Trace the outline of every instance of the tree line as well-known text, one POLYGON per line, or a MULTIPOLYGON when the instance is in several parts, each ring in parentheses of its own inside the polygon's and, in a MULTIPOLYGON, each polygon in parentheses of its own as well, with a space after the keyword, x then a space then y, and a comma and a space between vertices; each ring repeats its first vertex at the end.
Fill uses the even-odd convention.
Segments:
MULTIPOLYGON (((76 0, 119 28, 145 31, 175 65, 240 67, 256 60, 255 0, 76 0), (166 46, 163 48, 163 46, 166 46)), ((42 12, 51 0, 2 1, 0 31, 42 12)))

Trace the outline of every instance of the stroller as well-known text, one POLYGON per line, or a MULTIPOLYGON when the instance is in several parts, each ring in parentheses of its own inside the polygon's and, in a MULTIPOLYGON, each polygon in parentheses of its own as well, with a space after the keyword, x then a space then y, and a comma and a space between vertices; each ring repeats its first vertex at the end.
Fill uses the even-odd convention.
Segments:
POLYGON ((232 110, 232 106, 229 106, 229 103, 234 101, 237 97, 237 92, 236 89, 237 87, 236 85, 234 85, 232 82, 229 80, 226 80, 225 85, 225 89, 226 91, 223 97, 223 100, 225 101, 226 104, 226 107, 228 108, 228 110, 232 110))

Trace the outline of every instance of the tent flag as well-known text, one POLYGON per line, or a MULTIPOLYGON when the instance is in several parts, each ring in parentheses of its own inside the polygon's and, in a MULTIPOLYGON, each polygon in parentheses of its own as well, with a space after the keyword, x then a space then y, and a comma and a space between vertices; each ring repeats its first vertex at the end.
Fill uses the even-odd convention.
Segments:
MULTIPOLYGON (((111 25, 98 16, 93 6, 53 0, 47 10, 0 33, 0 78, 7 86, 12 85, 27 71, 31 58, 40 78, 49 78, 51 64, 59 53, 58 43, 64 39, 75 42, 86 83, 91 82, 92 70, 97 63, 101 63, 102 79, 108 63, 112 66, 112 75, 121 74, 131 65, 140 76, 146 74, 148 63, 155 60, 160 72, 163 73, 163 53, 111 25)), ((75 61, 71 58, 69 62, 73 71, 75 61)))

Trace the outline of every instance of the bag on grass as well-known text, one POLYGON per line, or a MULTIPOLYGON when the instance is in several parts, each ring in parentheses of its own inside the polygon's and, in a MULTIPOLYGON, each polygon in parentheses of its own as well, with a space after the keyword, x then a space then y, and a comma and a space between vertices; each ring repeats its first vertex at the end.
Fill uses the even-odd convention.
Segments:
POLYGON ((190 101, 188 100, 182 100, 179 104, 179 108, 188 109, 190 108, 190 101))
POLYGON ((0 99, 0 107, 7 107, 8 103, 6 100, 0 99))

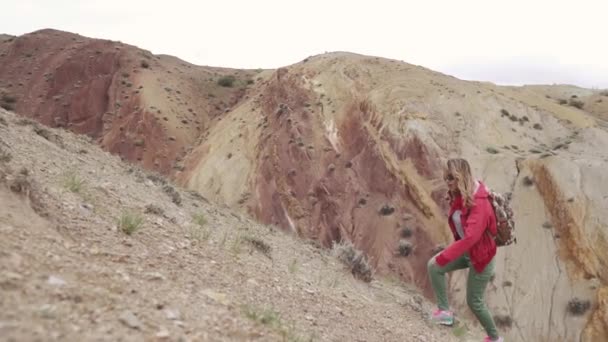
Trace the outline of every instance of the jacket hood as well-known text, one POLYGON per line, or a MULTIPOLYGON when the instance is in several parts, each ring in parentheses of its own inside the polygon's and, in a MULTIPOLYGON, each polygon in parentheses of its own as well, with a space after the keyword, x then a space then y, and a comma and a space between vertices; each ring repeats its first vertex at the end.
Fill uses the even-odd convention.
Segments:
POLYGON ((482 181, 477 181, 479 186, 477 187, 477 191, 475 191, 475 195, 473 195, 473 197, 475 198, 487 198, 490 196, 490 192, 488 191, 488 188, 486 187, 485 184, 483 184, 482 181))

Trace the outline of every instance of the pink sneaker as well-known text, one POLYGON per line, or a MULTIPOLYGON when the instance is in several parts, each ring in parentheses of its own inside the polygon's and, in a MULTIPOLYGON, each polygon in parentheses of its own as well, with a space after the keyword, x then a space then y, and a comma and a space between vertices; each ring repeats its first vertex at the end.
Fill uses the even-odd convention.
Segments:
POLYGON ((448 310, 437 309, 433 312, 431 320, 437 324, 442 325, 453 325, 454 324, 454 313, 448 310))

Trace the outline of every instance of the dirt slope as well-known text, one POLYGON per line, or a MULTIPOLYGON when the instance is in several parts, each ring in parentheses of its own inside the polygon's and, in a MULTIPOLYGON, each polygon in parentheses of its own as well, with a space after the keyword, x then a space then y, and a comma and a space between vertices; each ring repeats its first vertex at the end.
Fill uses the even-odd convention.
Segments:
MULTIPOLYGON (((427 297, 426 261, 450 238, 441 165, 464 156, 514 195, 520 242, 499 251, 489 291, 501 331, 608 338, 605 91, 499 87, 343 52, 259 73, 197 67, 51 30, 0 43, 0 61, 4 107, 262 223, 353 241, 377 274, 427 297)), ((450 284, 459 312, 464 276, 450 284)))
MULTIPOLYGON (((490 290, 502 331, 516 341, 605 334, 605 320, 589 323, 605 310, 596 303, 606 286, 606 211, 594 203, 606 203, 598 170, 608 158, 597 115, 537 89, 349 53, 281 68, 262 86, 188 156, 183 184, 326 246, 352 240, 379 272, 430 295, 426 260, 449 240, 441 165, 464 156, 514 194, 521 243, 499 252, 490 290), (593 185, 578 187, 570 172, 593 185), (523 186, 526 176, 537 186, 523 186), (579 299, 591 310, 572 314, 579 299)), ((460 310, 465 275, 451 286, 460 310)))
POLYGON ((245 96, 256 73, 45 29, 0 40, 0 75, 0 96, 10 100, 0 103, 5 109, 87 134, 112 153, 169 174, 245 96), (231 87, 218 85, 223 77, 234 79, 231 87))
POLYGON ((82 136, 0 110, 0 149, 3 340, 474 336, 464 325, 430 327, 415 289, 356 280, 329 251, 174 188, 82 136), (131 235, 117 225, 124 213, 142 219, 131 235))

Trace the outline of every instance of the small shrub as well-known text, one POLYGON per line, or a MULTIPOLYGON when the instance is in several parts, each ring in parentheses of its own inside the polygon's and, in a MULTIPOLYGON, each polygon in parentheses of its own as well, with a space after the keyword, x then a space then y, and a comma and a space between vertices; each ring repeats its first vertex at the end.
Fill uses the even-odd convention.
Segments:
POLYGON ((146 174, 146 178, 151 180, 156 185, 159 185, 159 184, 166 185, 167 184, 167 180, 165 179, 165 177, 163 177, 162 175, 155 173, 155 172, 146 174))
POLYGON ((0 107, 2 107, 4 110, 8 110, 8 111, 15 110, 15 107, 12 104, 6 103, 6 102, 0 102, 0 107))
POLYGON ((15 179, 13 179, 9 184, 11 191, 15 193, 27 193, 29 190, 31 190, 32 184, 30 183, 28 175, 28 169, 22 168, 17 177, 15 177, 15 179))
POLYGON ((51 132, 38 124, 34 125, 34 132, 46 140, 51 140, 51 132))
POLYGON ((486 152, 488 152, 490 154, 497 154, 498 150, 495 149, 494 147, 488 147, 488 148, 486 148, 486 152))
POLYGON ((12 95, 4 94, 4 95, 2 95, 2 102, 15 103, 15 102, 17 102, 17 98, 12 95))
POLYGON ((346 241, 340 244, 334 242, 333 251, 336 257, 348 267, 352 275, 365 282, 372 281, 372 267, 362 251, 355 249, 352 242, 346 241))
POLYGON ((68 173, 64 180, 63 186, 71 192, 79 193, 82 191, 84 180, 82 180, 76 173, 68 173))
POLYGON ((234 81, 236 81, 234 76, 223 76, 217 80, 217 84, 221 87, 231 88, 234 85, 234 81))
POLYGON ((410 227, 405 227, 405 228, 401 229, 402 238, 409 239, 412 237, 412 235, 414 235, 414 232, 412 231, 412 229, 410 227))
POLYGON ((576 100, 575 98, 571 98, 570 101, 568 102, 568 105, 570 105, 572 107, 576 107, 578 109, 583 109, 583 106, 585 105, 585 103, 581 100, 576 100))
POLYGON ((192 215, 192 221, 201 227, 207 224, 207 219, 203 213, 196 213, 192 215))
POLYGON ((509 315, 495 315, 494 323, 499 328, 510 328, 513 325, 513 319, 509 315))
POLYGON ((574 316, 581 316, 590 308, 591 303, 588 300, 575 297, 568 302, 568 312, 574 316))
POLYGON ((163 208, 157 206, 156 204, 148 204, 146 205, 146 210, 144 211, 144 213, 162 216, 165 214, 165 211, 163 210, 163 208))
POLYGON ((0 148, 0 163, 8 163, 13 159, 13 156, 0 148))
POLYGON ((534 185, 534 179, 530 176, 525 176, 524 179, 522 180, 522 183, 525 186, 532 186, 532 185, 534 185))
POLYGON ((272 248, 263 240, 255 236, 245 236, 243 237, 243 241, 250 244, 253 248, 255 248, 258 252, 264 254, 266 257, 272 259, 272 256, 270 254, 272 248))
POLYGON ((258 309, 251 306, 243 308, 245 316, 254 322, 278 328, 281 325, 279 313, 273 309, 258 309))
POLYGON ((412 254, 413 248, 414 246, 411 242, 403 239, 399 240, 399 255, 404 257, 409 256, 410 254, 412 254))
POLYGON ((141 227, 142 223, 141 216, 125 212, 118 219, 118 228, 123 233, 131 235, 141 227))
POLYGON ((169 184, 166 184, 163 187, 163 191, 169 195, 169 197, 171 197, 171 201, 173 203, 175 203, 176 205, 180 205, 182 203, 182 196, 179 194, 179 192, 177 192, 177 190, 175 190, 174 187, 172 187, 169 184))
POLYGON ((380 208, 380 210, 379 210, 379 213, 382 216, 388 216, 394 212, 395 212, 395 208, 393 208, 392 206, 390 206, 388 204, 383 205, 382 208, 380 208))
────────────────────
*Task statement:*
Copy out verbatim the part of the listing that opens with the line containing "Trace the outline of every instance of the bag" and closes with the line containing "POLYGON ((0 99, 0", including both of those lines and nothing else.

*The response:*
Trace the outline of every instance of the bag on grass as well-known text, one POLYGON per line, or a MULTIPOLYGON when the instance is in several parts, each ring in parentheses of its own inside the polygon's and, in a MULTIPOLYGON, each polygon in parentheses of its own as well, with a space after the keyword, x then a space then y, and a comma and a space between vertices; each ring repeats its first vertex at the end.
Fill uses the even-odd convention.
Segments:
POLYGON ((190 101, 188 100, 182 100, 179 104, 179 108, 188 109, 190 108, 190 101))
POLYGON ((0 99, 0 107, 7 107, 8 103, 6 100, 0 99))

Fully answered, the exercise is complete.